» Given exercise
Repeat each line of the listing below word for word, leaving out the picture.

(Pointing data excerpts)
* BEGIN *

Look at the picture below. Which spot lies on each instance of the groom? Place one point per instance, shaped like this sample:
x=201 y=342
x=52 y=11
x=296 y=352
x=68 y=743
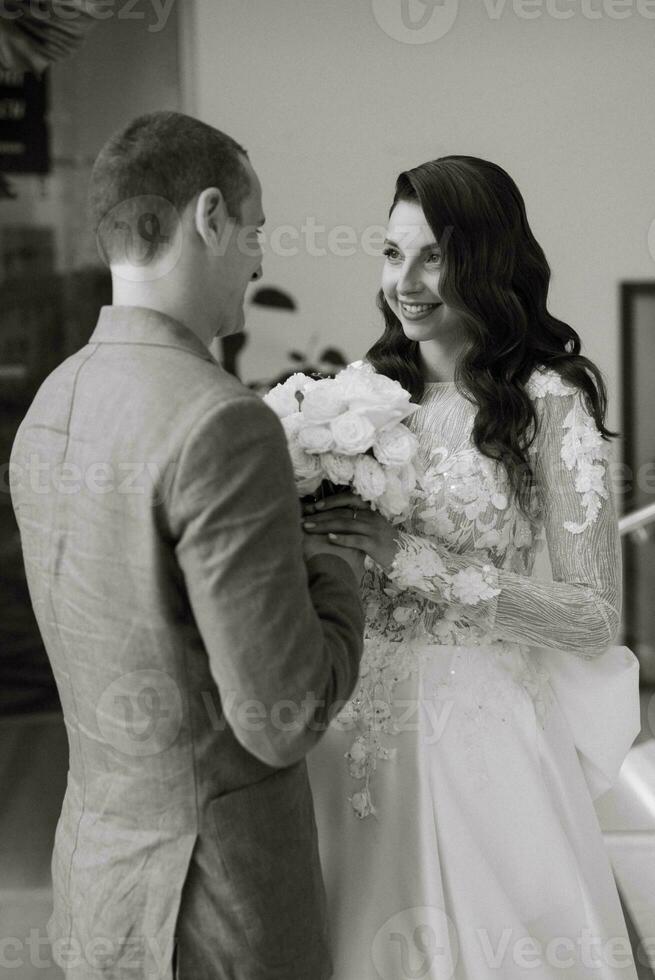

* END *

» The solution
Look at the picture below. Which spot lies on each instance of the groom? Place one point per instance, shaped like this sample:
x=201 y=342
x=52 y=11
x=296 y=352
x=68 y=743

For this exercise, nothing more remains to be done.